> [BRANO]:
|---|

Genocidio palestinese e dissenso in Italia: le piazze per la Palestina sono scenario di repressione?
Dal boicottaggio dei consumi alle manifestazioni di piazza: cresce in Italia il
movimento di solidarietà con il popolo palestinese, mentre si moltiplicano
episodi di repressione e dibattiti sulla libertà di espressione.
Nel nostro paese stiamo assistendo a imponenti manifestazioni contro
l’occupazione israeliana e il genocidio palestinese, attraverso
l’attraversamento fisico dello spazio pubblico (presidi di piazza e cortei nelle
strade) e anche mediante altri strumenti, come il boicottaggio dei consumi e
delle strutture considerate coinvolte nelle violazioni dei diritti umani.

|---|

> [INFORMAZIONI]:
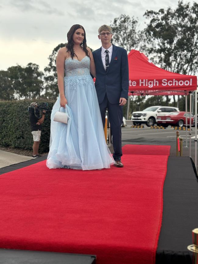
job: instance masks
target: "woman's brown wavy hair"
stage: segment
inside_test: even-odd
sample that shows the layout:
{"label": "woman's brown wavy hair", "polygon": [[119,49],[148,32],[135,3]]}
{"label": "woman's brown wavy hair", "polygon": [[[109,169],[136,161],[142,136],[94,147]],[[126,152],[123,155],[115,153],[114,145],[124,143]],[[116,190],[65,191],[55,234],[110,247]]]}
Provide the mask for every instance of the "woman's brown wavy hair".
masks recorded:
{"label": "woman's brown wavy hair", "polygon": [[67,40],[68,43],[66,44],[66,48],[67,48],[67,51],[68,53],[69,52],[70,52],[71,56],[72,59],[73,58],[75,55],[78,58],[78,56],[74,52],[73,50],[73,47],[74,45],[73,41],[73,36],[75,33],[75,31],[79,28],[81,28],[84,30],[84,39],[83,41],[83,42],[80,44],[80,46],[82,46],[83,48],[83,50],[86,53],[86,55],[88,57],[89,56],[89,52],[87,49],[87,40],[86,40],[86,33],[85,33],[85,30],[84,28],[82,26],[78,24],[76,24],[76,25],[73,25],[69,30],[69,31],[67,33]]}

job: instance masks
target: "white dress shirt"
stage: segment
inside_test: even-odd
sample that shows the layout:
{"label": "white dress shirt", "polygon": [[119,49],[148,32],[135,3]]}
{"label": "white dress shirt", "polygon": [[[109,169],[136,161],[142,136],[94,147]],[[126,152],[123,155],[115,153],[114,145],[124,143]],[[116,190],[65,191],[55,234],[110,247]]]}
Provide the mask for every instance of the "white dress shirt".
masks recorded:
{"label": "white dress shirt", "polygon": [[111,44],[108,49],[105,49],[102,47],[102,49],[101,49],[101,57],[102,58],[102,63],[104,66],[105,70],[106,70],[105,57],[106,56],[106,54],[107,54],[105,52],[105,51],[107,49],[108,51],[108,53],[109,54],[109,64],[110,64],[110,62],[111,58],[111,56],[112,56],[112,51],[113,51],[113,45],[112,44]]}

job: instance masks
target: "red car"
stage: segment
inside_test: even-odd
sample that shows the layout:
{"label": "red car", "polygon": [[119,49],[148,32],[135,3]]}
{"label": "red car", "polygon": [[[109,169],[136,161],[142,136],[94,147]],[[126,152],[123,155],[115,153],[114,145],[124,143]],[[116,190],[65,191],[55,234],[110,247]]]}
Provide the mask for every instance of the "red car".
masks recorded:
{"label": "red car", "polygon": [[[194,114],[191,113],[191,123],[193,125]],[[157,116],[156,121],[158,125],[167,127],[171,125],[182,127],[186,125],[186,112],[171,112],[166,115]],[[187,124],[190,124],[190,112],[187,112]]]}

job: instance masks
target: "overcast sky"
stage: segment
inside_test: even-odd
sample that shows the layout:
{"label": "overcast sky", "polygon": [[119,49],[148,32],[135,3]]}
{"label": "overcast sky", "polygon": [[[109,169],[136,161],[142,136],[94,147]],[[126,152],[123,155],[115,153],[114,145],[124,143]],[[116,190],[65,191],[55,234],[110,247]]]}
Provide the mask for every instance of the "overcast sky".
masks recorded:
{"label": "overcast sky", "polygon": [[174,9],[178,3],[177,0],[0,0],[0,70],[32,62],[43,70],[54,48],[67,42],[67,33],[74,24],[84,26],[88,45],[96,49],[101,46],[97,36],[101,25],[109,24],[125,14],[138,18],[142,29],[147,10]]}

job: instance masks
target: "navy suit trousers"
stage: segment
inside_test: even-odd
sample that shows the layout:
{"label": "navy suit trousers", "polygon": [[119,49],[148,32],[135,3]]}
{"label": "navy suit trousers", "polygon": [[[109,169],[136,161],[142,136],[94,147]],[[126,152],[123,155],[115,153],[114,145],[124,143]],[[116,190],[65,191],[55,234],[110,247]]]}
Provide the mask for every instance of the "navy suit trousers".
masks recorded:
{"label": "navy suit trousers", "polygon": [[119,106],[118,104],[110,103],[106,94],[103,101],[99,104],[99,106],[104,128],[105,125],[106,109],[108,108],[109,121],[112,132],[114,150],[113,157],[116,161],[120,160],[122,155],[121,131],[121,126],[123,118],[122,107]]}

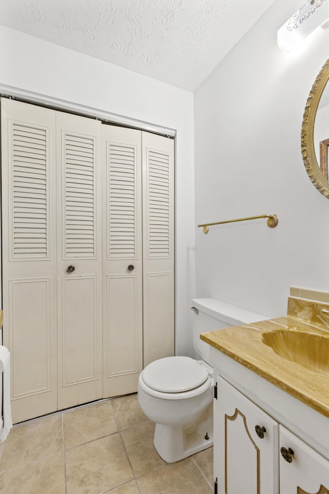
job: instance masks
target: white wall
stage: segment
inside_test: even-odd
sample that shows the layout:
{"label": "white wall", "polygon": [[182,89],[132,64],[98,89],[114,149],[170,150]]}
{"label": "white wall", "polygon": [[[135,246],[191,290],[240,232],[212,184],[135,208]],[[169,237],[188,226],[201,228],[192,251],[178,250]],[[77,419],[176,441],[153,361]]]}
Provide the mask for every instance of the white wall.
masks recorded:
{"label": "white wall", "polygon": [[16,87],[177,130],[176,351],[193,355],[193,94],[1,26],[0,46],[3,88]]}
{"label": "white wall", "polygon": [[277,0],[195,94],[196,223],[276,214],[196,228],[198,296],[269,316],[286,313],[291,286],[329,291],[329,201],[300,151],[305,103],[328,58],[329,29],[297,51],[276,44],[300,7]]}

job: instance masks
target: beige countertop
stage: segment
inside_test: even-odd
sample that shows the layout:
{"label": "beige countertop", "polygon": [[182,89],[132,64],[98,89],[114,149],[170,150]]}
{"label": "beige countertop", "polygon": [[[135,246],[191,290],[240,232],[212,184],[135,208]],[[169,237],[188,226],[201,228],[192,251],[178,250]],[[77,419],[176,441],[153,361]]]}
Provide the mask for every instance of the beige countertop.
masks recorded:
{"label": "beige countertop", "polygon": [[[318,338],[320,344],[326,346],[329,343],[329,305],[289,297],[286,316],[203,333],[200,338],[329,417],[329,373],[306,368],[301,362],[280,357],[263,342],[264,333],[283,330],[316,334],[321,339]],[[308,350],[314,351],[307,348],[303,351]],[[329,362],[329,353],[327,360]]]}

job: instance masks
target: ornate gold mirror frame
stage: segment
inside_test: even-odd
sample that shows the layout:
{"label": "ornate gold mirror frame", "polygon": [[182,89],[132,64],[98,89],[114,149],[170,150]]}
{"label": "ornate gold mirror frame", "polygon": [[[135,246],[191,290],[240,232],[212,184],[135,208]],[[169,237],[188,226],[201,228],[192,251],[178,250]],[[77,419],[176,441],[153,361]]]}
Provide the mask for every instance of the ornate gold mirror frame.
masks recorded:
{"label": "ornate gold mirror frame", "polygon": [[322,92],[329,79],[329,59],[315,80],[307,98],[302,125],[302,154],[307,174],[313,185],[329,199],[329,182],[322,174],[314,149],[314,131],[315,116]]}

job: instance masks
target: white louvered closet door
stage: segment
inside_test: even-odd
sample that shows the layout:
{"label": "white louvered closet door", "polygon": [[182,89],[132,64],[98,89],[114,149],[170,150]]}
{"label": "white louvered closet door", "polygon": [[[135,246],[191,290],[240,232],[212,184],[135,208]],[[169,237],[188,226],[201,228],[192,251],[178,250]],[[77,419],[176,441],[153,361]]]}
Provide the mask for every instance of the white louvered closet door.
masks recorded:
{"label": "white louvered closet door", "polygon": [[103,396],[107,397],[136,392],[142,368],[141,132],[103,125],[102,140]]}
{"label": "white louvered closet door", "polygon": [[56,124],[61,409],[102,395],[101,124],[60,112]]}
{"label": "white louvered closet door", "polygon": [[3,338],[16,422],[57,408],[56,113],[1,104]]}
{"label": "white louvered closet door", "polygon": [[174,352],[172,139],[142,133],[144,366]]}

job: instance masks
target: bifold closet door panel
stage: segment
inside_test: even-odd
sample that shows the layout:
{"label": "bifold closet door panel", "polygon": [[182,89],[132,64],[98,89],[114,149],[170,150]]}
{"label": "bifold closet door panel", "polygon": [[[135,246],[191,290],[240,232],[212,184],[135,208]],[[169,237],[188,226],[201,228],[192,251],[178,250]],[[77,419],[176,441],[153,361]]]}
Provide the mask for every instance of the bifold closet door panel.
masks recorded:
{"label": "bifold closet door panel", "polygon": [[1,105],[3,341],[15,423],[57,408],[56,112]]}
{"label": "bifold closet door panel", "polygon": [[142,132],[144,366],[174,353],[174,143]]}
{"label": "bifold closet door panel", "polygon": [[58,408],[102,392],[101,124],[56,113]]}
{"label": "bifold closet door panel", "polygon": [[103,396],[133,393],[142,368],[141,132],[102,126]]}

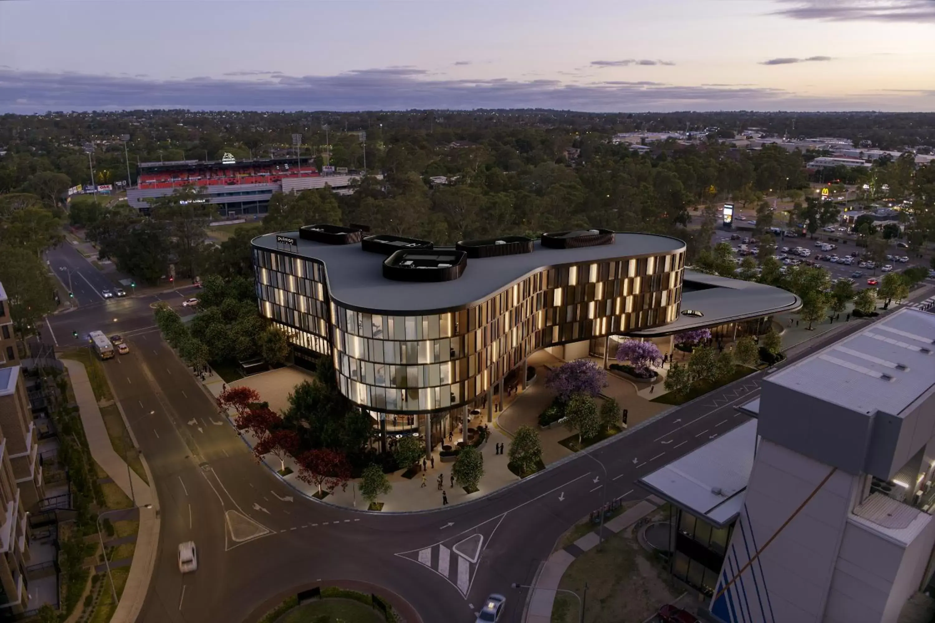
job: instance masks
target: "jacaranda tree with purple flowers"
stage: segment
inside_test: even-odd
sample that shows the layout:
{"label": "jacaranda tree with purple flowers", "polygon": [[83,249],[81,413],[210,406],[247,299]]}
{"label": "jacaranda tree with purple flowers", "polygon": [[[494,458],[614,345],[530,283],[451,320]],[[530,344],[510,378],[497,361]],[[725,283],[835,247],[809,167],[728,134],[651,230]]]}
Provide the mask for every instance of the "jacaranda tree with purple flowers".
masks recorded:
{"label": "jacaranda tree with purple flowers", "polygon": [[686,344],[688,346],[695,346],[699,342],[704,342],[711,339],[711,331],[707,329],[695,329],[694,331],[685,331],[675,336],[676,344]]}
{"label": "jacaranda tree with purple flowers", "polygon": [[637,374],[646,375],[651,365],[662,362],[662,353],[653,342],[624,340],[617,347],[617,361],[629,361]]}
{"label": "jacaranda tree with purple flowers", "polygon": [[607,386],[607,373],[587,359],[568,361],[549,372],[545,386],[557,394],[562,403],[568,403],[575,394],[596,397]]}

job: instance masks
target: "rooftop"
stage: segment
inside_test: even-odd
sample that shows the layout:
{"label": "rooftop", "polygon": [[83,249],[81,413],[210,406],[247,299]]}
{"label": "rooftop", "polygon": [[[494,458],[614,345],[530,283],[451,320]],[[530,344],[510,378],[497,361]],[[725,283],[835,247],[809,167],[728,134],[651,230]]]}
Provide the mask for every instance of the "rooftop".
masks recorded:
{"label": "rooftop", "polygon": [[[277,247],[277,235],[294,237],[296,244],[288,249]],[[471,259],[461,277],[453,281],[402,283],[384,278],[384,258],[365,252],[359,244],[328,245],[302,239],[298,232],[279,232],[254,238],[253,245],[323,262],[331,296],[343,306],[399,315],[469,307],[542,268],[662,255],[685,248],[677,238],[651,234],[617,234],[609,245],[580,248],[548,248],[537,240],[532,253]]]}
{"label": "rooftop", "polygon": [[697,517],[718,526],[743,506],[756,453],[751,419],[640,479],[640,483]]}
{"label": "rooftop", "polygon": [[16,381],[20,377],[20,366],[0,368],[0,396],[8,396],[16,390]]}
{"label": "rooftop", "polygon": [[935,385],[935,316],[901,309],[766,382],[868,416],[900,416]]}

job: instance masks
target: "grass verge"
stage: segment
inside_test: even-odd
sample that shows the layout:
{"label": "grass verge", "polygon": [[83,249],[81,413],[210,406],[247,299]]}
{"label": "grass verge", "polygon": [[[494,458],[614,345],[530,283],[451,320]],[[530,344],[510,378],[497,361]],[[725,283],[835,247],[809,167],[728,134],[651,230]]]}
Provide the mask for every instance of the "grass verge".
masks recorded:
{"label": "grass verge", "polygon": [[734,372],[730,375],[719,378],[715,381],[704,381],[703,383],[696,383],[692,386],[692,389],[688,390],[683,396],[676,398],[671,391],[664,393],[658,398],[654,398],[651,403],[659,403],[660,404],[683,404],[690,400],[695,400],[698,396],[703,396],[709,391],[713,391],[714,389],[724,387],[725,385],[729,385],[734,381],[743,378],[747,375],[752,375],[756,372],[754,368],[748,368],[745,365],[734,366]]}
{"label": "grass verge", "polygon": [[59,359],[70,359],[84,364],[84,369],[88,373],[88,380],[91,381],[91,389],[94,392],[94,398],[98,403],[113,400],[110,386],[108,385],[108,378],[104,375],[104,367],[101,365],[100,360],[91,352],[91,348],[65,350],[59,355]]}
{"label": "grass verge", "polygon": [[104,427],[108,430],[108,436],[110,437],[114,452],[130,465],[130,469],[136,472],[143,482],[150,484],[146,477],[146,470],[143,469],[143,461],[139,460],[139,453],[133,448],[133,444],[130,442],[130,432],[123,423],[123,417],[120,415],[120,408],[116,404],[102,406],[101,417],[104,418]]}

|---|

> [COMPITO DA SVOLGERE]: Citi dal brano sulle manifestazioni per la Palestina tutto il testo che va da "Genocidio palestinese e" fino a "dei diritti umani.", senza alcuna modifica.

> [COMPITO SVOLTO]:
Genocidio palestinese e dissenso in Italia: le piazze per la Palestina sono scenario di repressione?
Dal boicottaggio dei consumi alle manifestazioni di piazza: cresce in Italia il
movimento di solidarietà con il popolo palestinese, mentre si moltiplicano
episodi di repressione e dibattiti sulla libertà di espressione.
Nel nostro paese stiamo assistendo a imponenti manifestazioni contro
l’occupazione israeliana e il genocidio palestinese, attraverso
l’attraversamento fisico dello spazio pubblico (presidi di piazza e cortei nelle
strade) e anche mediante altri strumenti, come il boicottaggio dei consumi e
delle strutture considerate coinvolte nelle violazioni dei diritti umani.